(Items from a dataset)
◇ ◇ ◇
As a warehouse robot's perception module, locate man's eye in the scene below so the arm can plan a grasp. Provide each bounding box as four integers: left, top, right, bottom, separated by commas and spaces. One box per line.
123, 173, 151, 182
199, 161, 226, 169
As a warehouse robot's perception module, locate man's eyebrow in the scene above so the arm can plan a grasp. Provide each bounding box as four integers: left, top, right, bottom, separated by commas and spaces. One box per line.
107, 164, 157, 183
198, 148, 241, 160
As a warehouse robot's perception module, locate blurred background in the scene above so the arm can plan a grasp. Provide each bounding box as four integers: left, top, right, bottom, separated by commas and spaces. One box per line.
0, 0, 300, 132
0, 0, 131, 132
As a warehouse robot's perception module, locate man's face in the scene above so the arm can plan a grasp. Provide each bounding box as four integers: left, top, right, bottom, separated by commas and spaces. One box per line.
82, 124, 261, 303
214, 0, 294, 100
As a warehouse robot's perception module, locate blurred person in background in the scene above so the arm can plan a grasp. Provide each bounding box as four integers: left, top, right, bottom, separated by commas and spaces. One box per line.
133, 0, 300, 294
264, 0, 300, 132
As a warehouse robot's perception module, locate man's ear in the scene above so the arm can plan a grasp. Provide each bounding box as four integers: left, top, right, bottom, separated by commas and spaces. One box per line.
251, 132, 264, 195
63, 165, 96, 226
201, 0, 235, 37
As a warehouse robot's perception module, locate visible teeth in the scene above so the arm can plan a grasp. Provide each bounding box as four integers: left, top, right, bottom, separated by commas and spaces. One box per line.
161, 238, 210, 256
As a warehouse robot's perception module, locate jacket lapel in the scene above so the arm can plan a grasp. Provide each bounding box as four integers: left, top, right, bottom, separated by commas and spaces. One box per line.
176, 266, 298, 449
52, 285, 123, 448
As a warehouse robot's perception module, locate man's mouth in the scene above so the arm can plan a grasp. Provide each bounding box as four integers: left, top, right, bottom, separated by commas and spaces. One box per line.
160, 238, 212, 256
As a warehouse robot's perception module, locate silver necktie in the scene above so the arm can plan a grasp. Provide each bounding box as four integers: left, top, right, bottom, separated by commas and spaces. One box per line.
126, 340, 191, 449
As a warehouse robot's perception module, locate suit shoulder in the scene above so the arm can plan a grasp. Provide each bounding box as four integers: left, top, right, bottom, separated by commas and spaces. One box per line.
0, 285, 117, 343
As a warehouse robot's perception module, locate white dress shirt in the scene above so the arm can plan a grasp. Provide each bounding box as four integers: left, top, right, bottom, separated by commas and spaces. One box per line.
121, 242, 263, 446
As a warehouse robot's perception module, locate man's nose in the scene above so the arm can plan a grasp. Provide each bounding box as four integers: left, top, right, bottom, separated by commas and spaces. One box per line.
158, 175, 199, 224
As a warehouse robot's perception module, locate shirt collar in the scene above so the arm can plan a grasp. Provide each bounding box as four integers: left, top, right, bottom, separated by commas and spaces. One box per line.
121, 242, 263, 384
◇ ◇ ◇
Written instruction: Repeat each record exactly, leaving nothing out.

Answer to this task:
As a warehouse robot's perception module, locate man's eye in the scene below so the arm can plan a grasp. Provide each bounding box as four integers: left, top, right, bottom, separated by commas and spaces. One box per line.
123, 173, 151, 182
199, 161, 226, 169
As a warehouse robot's perception module, locate man's eyebrow in the scene above so the arm can plan a grasp. Provide each bounding box as four integers: left, top, right, bottom, separated by commas and spaces. One box per line.
107, 164, 157, 183
198, 148, 241, 160
As a warehouse robot's perception module, locate blurred background in the scene above so the arm can plan a grasp. Provide each bounding box as four integers: left, top, right, bottom, separated by commas and spaces. One box per line.
0, 0, 300, 132
0, 0, 131, 132
As a warehouse robot's perception module, locate man's face in the scene above so the arm can plan a grasp. Provide each bounding box as four integers: left, top, right, bottom, separated by commas and spaces. One box per line.
82, 124, 261, 303
214, 0, 294, 100
As a warehouse robot's perception module, locate blurred person in background in the scene above so the arm can plan a grasp. Provide each bounding box as four integers: left, top, right, bottom, separated by commas and spaces. One box per line.
133, 0, 300, 294
264, 0, 300, 132
As a warehouse robot's perception module, locate man's ear in the scene above so the arm can plan a grasp. Provide each bounding box as four integers: left, top, right, bottom, separated by commas and spaces. One box per line.
251, 132, 264, 195
63, 165, 96, 226
201, 0, 235, 37
As a warehouse robot's perception module, locate visible teeth in the scene above so the arm can plan a grasp. Provide each bounding box as four integers: left, top, right, bottom, separated by commas and spaces. One box per line.
161, 238, 210, 256
As a warehouse robot's perception module, locate jacket lapel in the scene above so the arm can plan a grasp. Provide each bounding box as four integers: left, top, right, bottom, separated by commas and spaces. One box per line.
176, 266, 298, 449
52, 285, 123, 448
As a warehouse robot's perception module, locate man's mouth in the scene above so the arm can plan a grasp. Provide each bounding box as four integers: left, top, right, bottom, separated by commas and spaces. One box per line.
160, 238, 212, 256
As a warehouse robot's perception module, locate silver necktie in the scene above so the arm can plan a grasp. Provide each bounding box as four integers: left, top, right, bottom, separated by commas and spaces. One box per line.
126, 340, 191, 449
As a warehouse robot's perception module, locate suit shoulder in the scene above so the arm can plan a grasp. Provide each bounding box as four integers: left, top, right, bottom, separated by commas and spaces. One box per line.
0, 285, 117, 343
As a warehouse robot's perception module, locate white dress shirt in the scene above so the arm can plan a grasp. Provide each bounding box as four integers: left, top, right, bottom, separated by commas and spaces. One box per line.
121, 242, 263, 446
As a warehouse robot's perception module, locate man's nose in the scene above so the arm can plan a grasp. Provide each bounding box as four integers: left, top, right, bottom, separated by commas and spaces. One box per line.
158, 175, 199, 224
As a warehouse robot's perception module, locate shirt collar in the scene above so the arm can plan a grasp. Provide each bounding box as four integers: left, top, right, bottom, separated by commas and spaces. One box per line.
121, 242, 263, 384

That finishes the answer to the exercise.